What is being asked: Please copy out everything from the line containing "Could you please point out the athlete's" down to the final line below, both ends included, reproducing each line without any change.

Given data:
·····

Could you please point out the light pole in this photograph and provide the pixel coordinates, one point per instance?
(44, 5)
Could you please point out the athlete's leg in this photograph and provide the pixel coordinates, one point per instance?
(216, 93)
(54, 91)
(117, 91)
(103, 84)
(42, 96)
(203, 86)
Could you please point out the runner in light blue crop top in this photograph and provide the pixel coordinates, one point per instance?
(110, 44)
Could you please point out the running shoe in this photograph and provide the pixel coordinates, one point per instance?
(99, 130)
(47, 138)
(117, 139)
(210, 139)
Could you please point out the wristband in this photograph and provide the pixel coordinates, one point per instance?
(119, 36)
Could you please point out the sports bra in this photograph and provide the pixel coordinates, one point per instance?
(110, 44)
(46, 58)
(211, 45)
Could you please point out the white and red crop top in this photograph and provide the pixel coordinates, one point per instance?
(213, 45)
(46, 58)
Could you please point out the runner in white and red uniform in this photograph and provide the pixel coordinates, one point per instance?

·····

Finished answer:
Could you please point out the athlete's leg in this photograph and provide the pixel coordinates, one point per instance?
(216, 93)
(54, 91)
(117, 91)
(103, 84)
(42, 96)
(203, 86)
Could you please point out the runner in light blue crop top in this photograph and provide the pixel coordinates, one point per instance?
(110, 44)
Could you please point out the running shoe in this photograph and provide the pixel coordinates, one point per instance?
(99, 130)
(47, 138)
(117, 139)
(210, 139)
Could you please point out the wristband in this photograph and provide the pixel coordinates, one point per instance?
(119, 36)
Could you please point out the sports bra in this photograph and provide the pixel coordinates, one point per instance?
(110, 44)
(46, 58)
(211, 45)
Could you please point out the white and red crop top in this photograph and provide the pixel coordinates, one point per instance?
(213, 45)
(46, 58)
Could you please point out the runner in white and red uniform in this photograph and provide the pixel coordinates, one point per instance?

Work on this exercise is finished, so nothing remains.